All these and more data-independent approaches to hashing can be described as particular cases of the so-called Locality Sensitive Hashing (LSH, [7]) framework. Unfortunately, despite the strong theoretical guarantees that the framework provides in the limit of many bits [10], the performance of these techniques is often unsatisfactory in applications that require compact hash keys (low memory footprint) or in scenarios where search needs cannot be easily encoded into a similarity function. Learning based methods, such as that proposed in this paper, attempt to overcome these limitations using machine learning formulations to optimize the hash codes.

3.2 Shallow learning based approaches

As real data often lie in a low-dimensional sub-space (or manifold) of the feature space [18], data-dependent methods can dramatically reduce the number of bits required to preserve similarity by learning and projecting the data into a set of directions that summarize the data distribution. If available, learning based methods can also exploit annotations to surrogate the knowledge of a specific similarity function.

AnnoSearch [49], one of the first data-dependent approaches to hashing, computes the bits by projecting the data into the top PCA directions, i.e. the best fitting sub-space in terms of variance preservation. SSH [44] relaxes the orthogonality constraints of this method to obtain more balanced projections (and so bits) in terms of explained variance. KLSH [22] uses kernel methods to implicitly perform PCA in a high-dimensional feature space where linear relationships can be more easily found. ITQ [11] improves PCA based hashing by learning a rotation matrix that minimizes the quantization error introduced by a continuous formulation of hashing.

◆ **Required task 1**:
Answer these three questions from the hashing passage, one line each:
(a) What does the passage say LSH stands for?
(b) According to the passage, where does real data often lie?
(c) What does ITQ learn to improve PCA based hashing?
◆ **Required task 2**: Resume the passage on hashing methods, picking up right after its final sentence.

◆ **Collected data**:

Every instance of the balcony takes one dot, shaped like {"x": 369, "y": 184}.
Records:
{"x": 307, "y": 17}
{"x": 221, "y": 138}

◆ **Task answer 1**:
(a) Locality Sensitive Hashing.
(b) In a low-dimensional sub-space (or manifold) of the feature space.
(c) A rotation matrix that minimizes the quantization error introduced by a continuous formulation of hashing.

◆ **Task answer 2**:
In a different and influential vein, Spectral Hashing (SpH) [50] poses hashing as the problem of partitioning a similarity graph, where the vertices represent training points and the edges are weighted using similarity scores that are computed using a kernel. Each bit of the codeword identifies a (different) partition of the graph that should have as low cut as possible to optimize the intra-cluster (within) similarity of the groups. As pointed out in [28], the extension of SpH to unseen data is based on strong assumptions about the data distribution that ignores the information provided by the training data. Anchor Graph Hashing (AGH) attempts to overcome this limitation using the Nystrom method on a sub-graph of the original similarity graph that approximates its geometric structure. As both SpH and AGH determine the hash bits by thresholding eigenfunctions of a similarity graph Laplacian, these approaches relate hashing to manifold learning techniques for dimensionality reduction that have emerged in the last years [48, 18]. Unfortunately these techniques are often very sensitive to the choice of the metric used to build the neighbourhood graph.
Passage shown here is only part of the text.